## DOCUMENT PASSAGE
<<<<

[ITK-users] Suggestions about Python wrapping of cpp project

vincent ngai vincent.ngai at gmail.com
Fri Jul 25 03:39:10 EDT 2014


My project was designed as a C++ framework with functionality exposed to
scripts, so it acts like an executable that runs a script that determines
the program behaviour rather than a pure python program. It might be an
important factor whether its a pure python app or an app that runs python.

Honestly I can't tell if relegating some application logic to scripts is
more productive, it works for sure, how productive it is ultimately depends
on how many of our next projects rely on using the existing framework. :)

Sorry I don't have a clear cut answer its a bit early to tell for my
project.


On Fri, Jul 25, 2014 at 12:22 PM, Satyananda Kashyap <ksatyananda at gmail.com>
wrote:

> Thanks for your perspective Vincent.

>>>>

## WHAT IS NEEDED
Give the first sentence of every paragraph in the mailing-list post that comes before the line beginning "On Fri, Jul 25, 2014".

## DATA EXCERPTS
<<<<

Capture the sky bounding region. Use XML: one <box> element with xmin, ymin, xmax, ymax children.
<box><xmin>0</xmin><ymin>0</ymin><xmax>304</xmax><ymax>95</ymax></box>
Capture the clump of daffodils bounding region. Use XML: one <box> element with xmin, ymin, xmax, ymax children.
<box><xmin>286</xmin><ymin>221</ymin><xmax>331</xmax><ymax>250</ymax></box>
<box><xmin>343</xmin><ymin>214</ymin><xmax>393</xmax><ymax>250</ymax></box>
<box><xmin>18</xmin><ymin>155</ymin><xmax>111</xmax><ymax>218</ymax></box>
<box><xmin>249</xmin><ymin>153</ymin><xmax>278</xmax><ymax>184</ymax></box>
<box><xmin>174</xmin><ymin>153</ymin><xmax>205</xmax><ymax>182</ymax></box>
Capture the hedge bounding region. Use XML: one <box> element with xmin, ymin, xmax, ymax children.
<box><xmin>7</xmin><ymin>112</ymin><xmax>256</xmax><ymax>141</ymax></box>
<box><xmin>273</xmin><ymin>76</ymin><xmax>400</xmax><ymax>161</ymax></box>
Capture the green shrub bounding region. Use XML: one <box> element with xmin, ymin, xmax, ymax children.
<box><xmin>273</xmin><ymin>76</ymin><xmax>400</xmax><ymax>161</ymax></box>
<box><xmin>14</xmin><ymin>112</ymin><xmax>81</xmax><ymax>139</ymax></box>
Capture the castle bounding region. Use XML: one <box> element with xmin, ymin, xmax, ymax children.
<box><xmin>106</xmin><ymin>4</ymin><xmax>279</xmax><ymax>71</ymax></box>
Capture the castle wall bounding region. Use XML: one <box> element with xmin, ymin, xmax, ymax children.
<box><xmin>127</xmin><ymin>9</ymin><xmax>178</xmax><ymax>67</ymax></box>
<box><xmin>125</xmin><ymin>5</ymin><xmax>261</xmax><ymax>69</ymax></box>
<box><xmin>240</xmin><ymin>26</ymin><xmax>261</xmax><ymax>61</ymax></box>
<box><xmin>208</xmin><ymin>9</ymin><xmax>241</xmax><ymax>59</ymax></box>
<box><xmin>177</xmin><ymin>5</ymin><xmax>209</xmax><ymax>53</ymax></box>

>>>>

## RESULT OF THE EXERCISE
- My project was designed as a C++ framework with functionality exposed to scripts, so it acts like an executable that runs a script that determines the program behaviour rather than a pure python program.
- Honestly I can't tell if relegating some application logic to scripts is more productive, it works for sure, how productive it is ultimately depends on how many of our next projects rely on using the existing framework. :)
- Sorry I don't have a clear cut answer its a bit early to tell for my project.